■ Supplied entries ■
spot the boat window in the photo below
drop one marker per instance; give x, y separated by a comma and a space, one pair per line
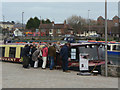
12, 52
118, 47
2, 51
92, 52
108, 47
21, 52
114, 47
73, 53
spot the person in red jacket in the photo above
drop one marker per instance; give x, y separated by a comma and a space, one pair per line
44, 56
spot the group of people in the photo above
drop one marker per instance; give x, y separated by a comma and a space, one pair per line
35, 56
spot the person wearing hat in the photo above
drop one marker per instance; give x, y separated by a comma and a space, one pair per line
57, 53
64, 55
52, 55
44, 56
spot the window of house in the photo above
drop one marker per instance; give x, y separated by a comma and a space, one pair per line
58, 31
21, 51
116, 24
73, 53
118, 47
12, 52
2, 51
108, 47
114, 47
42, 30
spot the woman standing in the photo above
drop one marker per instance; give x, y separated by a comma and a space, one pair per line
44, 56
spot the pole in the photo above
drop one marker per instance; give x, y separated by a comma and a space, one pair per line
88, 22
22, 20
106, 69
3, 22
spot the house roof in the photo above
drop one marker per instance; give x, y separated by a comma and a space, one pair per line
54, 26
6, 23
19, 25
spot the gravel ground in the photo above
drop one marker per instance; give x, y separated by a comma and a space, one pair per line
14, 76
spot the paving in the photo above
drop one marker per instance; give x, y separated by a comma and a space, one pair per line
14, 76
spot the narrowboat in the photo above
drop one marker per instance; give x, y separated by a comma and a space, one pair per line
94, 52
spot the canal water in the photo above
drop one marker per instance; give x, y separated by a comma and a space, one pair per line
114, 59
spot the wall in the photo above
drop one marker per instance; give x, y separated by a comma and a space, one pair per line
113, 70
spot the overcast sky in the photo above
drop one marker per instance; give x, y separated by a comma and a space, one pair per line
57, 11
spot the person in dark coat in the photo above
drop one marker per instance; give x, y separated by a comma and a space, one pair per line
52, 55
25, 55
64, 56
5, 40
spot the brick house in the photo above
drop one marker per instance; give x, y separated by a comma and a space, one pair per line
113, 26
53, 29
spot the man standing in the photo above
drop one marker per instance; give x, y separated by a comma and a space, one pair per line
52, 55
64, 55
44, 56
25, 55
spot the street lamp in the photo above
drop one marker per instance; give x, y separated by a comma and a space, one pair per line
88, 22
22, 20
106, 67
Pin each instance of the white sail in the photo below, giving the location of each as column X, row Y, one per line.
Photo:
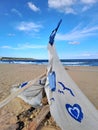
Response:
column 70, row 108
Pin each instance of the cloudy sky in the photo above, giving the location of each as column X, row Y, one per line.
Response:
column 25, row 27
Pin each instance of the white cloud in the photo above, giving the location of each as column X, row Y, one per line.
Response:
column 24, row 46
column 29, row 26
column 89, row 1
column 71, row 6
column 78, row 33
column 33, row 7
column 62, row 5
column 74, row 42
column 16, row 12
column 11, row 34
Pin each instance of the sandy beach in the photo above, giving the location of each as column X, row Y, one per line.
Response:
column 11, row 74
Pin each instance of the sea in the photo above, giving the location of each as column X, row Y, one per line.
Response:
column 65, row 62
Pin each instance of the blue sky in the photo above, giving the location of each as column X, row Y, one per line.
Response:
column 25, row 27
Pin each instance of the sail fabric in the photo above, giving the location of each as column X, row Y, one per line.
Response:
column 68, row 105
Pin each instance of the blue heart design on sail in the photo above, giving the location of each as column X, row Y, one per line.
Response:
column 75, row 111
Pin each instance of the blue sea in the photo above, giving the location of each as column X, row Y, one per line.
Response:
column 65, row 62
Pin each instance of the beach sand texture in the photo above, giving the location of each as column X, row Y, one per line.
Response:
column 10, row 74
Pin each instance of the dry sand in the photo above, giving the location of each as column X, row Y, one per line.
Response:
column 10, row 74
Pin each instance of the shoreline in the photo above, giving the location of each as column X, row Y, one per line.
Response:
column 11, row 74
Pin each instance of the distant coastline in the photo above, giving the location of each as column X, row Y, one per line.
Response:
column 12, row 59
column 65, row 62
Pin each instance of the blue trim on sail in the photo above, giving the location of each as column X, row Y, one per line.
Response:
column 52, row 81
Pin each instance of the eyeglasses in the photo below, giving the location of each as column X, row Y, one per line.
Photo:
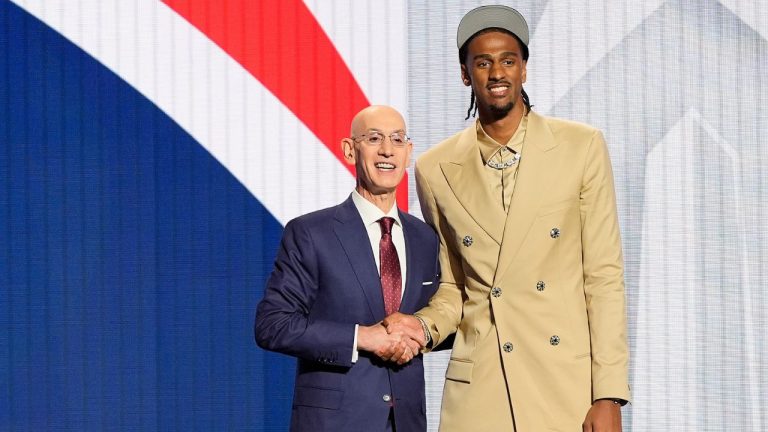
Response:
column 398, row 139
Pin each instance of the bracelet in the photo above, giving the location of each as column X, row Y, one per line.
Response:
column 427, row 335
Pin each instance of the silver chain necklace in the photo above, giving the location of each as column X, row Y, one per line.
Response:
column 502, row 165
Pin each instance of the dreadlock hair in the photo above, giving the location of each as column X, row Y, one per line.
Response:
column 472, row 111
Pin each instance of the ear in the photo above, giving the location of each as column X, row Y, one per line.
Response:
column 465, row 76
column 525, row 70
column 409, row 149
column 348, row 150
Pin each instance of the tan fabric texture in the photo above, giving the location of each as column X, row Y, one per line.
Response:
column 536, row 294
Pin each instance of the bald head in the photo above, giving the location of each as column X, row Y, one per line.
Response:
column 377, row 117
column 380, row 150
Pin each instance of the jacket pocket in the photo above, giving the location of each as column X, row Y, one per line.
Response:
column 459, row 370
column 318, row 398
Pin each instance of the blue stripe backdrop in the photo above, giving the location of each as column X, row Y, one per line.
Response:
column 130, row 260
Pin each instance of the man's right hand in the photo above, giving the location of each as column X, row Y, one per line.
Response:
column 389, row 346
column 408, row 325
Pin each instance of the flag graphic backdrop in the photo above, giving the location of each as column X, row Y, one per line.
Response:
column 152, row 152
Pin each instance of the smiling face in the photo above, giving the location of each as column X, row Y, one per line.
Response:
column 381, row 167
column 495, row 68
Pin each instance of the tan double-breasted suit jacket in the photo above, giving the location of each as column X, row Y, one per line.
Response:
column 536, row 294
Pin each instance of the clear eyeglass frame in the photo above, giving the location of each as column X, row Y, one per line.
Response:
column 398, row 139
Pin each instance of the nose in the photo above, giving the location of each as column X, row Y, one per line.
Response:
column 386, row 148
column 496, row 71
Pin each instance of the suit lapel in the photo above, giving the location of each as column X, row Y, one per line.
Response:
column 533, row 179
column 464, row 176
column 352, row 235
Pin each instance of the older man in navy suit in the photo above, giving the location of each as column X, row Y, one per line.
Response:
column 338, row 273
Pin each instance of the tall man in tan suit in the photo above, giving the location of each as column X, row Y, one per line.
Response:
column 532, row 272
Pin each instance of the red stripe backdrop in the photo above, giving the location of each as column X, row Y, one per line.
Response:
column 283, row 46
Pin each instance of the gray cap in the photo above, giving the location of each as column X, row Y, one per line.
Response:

--

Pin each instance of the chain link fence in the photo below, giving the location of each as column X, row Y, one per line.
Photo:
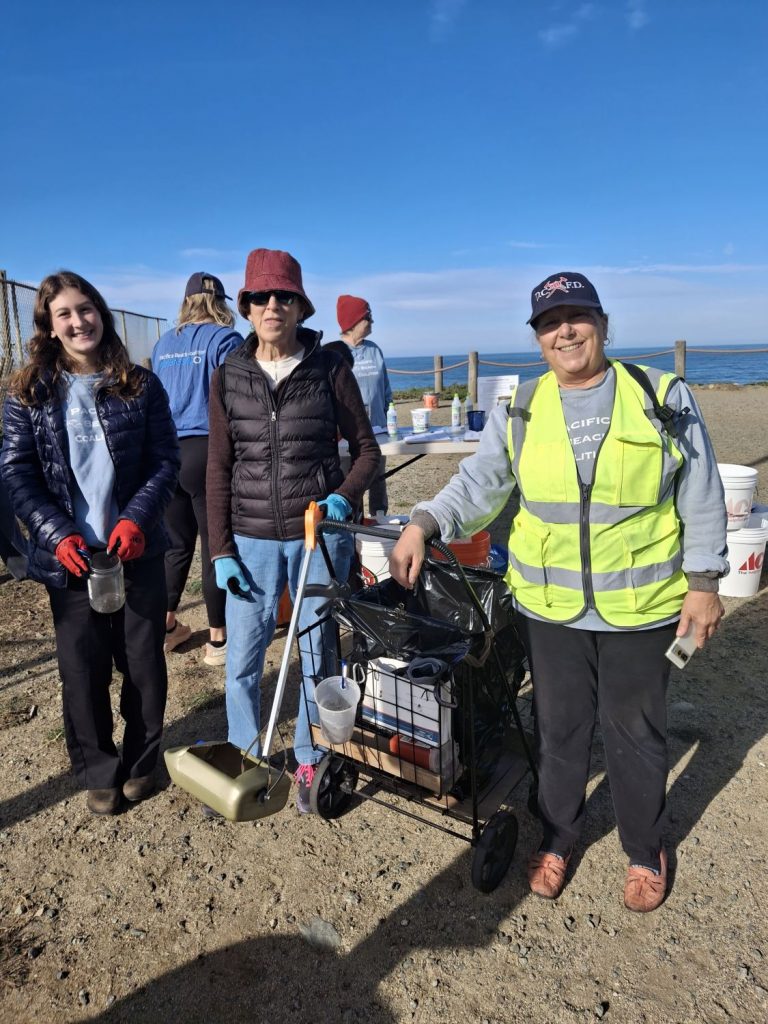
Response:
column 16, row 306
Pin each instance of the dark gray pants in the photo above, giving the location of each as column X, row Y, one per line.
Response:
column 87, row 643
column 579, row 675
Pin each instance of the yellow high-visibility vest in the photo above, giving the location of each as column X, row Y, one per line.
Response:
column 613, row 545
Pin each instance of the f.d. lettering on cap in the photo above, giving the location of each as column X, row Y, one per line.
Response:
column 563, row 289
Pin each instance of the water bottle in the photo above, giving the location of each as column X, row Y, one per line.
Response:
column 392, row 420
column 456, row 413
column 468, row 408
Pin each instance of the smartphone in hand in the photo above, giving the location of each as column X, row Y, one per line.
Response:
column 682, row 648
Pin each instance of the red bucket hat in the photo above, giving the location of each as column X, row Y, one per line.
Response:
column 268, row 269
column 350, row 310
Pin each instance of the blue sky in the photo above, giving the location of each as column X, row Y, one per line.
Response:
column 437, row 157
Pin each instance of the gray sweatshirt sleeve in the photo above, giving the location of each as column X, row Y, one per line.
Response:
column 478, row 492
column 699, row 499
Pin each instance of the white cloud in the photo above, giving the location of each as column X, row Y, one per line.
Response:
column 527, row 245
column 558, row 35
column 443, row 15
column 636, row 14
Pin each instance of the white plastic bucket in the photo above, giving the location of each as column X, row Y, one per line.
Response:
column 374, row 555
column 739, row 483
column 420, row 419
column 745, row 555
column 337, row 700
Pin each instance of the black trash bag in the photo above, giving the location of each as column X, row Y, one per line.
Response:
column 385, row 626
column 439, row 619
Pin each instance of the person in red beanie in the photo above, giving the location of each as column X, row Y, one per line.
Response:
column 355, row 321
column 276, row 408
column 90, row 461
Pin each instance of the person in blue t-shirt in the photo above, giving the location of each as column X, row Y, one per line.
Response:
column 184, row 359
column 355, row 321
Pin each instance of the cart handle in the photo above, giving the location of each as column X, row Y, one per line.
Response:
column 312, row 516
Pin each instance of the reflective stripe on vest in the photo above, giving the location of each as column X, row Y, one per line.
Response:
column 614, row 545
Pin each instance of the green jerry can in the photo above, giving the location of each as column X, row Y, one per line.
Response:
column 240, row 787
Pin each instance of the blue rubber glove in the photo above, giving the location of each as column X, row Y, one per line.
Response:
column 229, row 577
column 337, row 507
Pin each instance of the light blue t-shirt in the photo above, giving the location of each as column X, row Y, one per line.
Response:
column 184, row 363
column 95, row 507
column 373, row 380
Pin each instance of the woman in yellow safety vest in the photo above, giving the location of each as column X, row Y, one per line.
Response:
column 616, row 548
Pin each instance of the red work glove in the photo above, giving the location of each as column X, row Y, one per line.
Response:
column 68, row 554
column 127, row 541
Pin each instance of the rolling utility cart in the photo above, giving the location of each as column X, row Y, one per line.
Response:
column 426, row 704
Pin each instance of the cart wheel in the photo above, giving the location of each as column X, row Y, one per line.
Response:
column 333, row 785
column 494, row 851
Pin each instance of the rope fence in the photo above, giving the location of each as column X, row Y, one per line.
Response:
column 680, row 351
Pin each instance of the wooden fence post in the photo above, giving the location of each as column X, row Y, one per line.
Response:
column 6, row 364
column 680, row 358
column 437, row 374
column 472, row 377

* * *

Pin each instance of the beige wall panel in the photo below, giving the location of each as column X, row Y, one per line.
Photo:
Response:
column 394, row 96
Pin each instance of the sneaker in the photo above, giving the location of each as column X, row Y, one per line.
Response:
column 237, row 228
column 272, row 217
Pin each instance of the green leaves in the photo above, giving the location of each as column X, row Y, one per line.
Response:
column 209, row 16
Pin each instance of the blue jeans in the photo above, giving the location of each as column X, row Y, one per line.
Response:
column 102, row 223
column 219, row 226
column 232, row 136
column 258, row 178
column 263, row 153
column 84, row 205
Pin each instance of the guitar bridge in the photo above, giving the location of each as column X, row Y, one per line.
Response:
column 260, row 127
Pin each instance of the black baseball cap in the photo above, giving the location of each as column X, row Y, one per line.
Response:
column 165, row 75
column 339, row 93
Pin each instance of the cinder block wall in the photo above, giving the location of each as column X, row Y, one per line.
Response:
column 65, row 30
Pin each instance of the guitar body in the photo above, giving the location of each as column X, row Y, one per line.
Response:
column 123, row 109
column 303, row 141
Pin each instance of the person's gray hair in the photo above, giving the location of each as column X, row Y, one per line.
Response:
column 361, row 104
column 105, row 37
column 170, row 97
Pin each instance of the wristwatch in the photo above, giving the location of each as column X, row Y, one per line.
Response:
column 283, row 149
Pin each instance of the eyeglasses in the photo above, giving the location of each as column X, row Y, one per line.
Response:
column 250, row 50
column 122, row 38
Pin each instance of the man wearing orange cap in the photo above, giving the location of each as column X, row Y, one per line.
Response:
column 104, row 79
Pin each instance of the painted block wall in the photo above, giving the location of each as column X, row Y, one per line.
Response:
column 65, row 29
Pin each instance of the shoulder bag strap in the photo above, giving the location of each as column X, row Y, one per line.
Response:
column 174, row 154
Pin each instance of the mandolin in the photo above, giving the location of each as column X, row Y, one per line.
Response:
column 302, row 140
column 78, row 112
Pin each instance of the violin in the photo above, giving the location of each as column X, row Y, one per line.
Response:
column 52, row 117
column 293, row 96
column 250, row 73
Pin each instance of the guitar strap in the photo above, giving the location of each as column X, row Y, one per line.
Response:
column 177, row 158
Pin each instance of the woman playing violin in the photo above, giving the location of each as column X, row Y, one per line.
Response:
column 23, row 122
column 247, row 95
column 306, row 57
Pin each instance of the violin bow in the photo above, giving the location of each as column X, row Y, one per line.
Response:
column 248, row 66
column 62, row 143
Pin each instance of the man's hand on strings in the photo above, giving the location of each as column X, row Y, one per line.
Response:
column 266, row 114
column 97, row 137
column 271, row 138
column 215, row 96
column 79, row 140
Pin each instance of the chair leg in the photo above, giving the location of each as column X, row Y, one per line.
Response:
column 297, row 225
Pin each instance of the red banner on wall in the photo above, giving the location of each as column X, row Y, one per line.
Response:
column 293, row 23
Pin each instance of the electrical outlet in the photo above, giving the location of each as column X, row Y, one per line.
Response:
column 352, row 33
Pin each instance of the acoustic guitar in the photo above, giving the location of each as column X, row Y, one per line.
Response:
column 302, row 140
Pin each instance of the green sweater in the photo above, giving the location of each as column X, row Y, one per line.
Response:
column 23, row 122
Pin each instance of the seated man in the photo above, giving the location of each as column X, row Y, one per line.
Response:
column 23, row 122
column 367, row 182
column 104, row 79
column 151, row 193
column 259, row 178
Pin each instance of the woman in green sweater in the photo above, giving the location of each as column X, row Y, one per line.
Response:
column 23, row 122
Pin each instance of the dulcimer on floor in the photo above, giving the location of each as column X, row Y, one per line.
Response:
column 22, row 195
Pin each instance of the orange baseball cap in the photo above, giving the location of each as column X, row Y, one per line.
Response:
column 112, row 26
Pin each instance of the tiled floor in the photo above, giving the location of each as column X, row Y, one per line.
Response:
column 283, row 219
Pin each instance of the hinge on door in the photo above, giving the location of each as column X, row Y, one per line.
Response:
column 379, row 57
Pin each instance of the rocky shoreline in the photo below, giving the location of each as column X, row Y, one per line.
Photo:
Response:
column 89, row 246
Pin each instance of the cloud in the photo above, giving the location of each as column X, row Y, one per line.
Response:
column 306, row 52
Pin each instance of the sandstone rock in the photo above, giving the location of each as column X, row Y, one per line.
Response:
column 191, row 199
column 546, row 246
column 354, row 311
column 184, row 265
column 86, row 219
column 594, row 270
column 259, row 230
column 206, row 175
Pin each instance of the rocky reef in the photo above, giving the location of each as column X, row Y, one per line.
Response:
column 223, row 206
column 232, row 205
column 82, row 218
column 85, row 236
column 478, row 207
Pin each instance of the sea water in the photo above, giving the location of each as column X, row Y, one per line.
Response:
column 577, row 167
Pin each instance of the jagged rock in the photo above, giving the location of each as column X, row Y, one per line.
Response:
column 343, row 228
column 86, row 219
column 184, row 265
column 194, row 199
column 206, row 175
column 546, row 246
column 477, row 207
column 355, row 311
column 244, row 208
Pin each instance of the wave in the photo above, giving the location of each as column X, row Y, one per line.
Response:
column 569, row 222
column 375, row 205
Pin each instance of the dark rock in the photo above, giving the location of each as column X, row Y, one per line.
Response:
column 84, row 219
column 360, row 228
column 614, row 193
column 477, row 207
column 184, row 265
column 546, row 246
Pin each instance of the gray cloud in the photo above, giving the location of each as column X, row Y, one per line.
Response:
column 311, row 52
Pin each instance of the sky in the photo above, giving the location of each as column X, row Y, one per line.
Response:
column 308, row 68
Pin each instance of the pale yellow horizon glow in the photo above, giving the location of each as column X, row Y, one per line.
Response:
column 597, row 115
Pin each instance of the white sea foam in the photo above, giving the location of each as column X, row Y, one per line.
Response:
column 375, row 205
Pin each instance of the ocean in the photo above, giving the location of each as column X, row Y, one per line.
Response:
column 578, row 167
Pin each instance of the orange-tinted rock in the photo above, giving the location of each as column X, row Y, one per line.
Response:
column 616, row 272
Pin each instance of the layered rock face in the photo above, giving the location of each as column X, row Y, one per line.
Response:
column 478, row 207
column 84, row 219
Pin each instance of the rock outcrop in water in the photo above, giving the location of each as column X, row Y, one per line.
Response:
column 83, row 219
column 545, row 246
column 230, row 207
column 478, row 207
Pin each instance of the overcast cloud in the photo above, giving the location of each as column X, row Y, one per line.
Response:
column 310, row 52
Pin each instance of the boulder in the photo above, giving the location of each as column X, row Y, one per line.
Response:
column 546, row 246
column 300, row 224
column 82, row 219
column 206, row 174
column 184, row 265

■ Task details ■
Copy out the stretch of the listing from the line containing "Pin each instance of the sandy" through the line containing "column 68, row 105", including both of those lines, reproducing every line in that range word for word.

■ Response to the task ■
Pin each instance of the sandy beach in the photo above, giving the location of each as column X, row Y, one per line.
Response:
column 11, row 74
Pin each instance of the sea in the photo above, giving the location of each as column X, row Y, one per line.
Response:
column 65, row 62
Pin each instance of the blue sky in the photo above, giving the location of each as column X, row Y, one per line.
Response:
column 25, row 27
Pin each instance of the sail fabric in the photo above, giving the location of each as column X, row Y, one per line.
Response:
column 68, row 105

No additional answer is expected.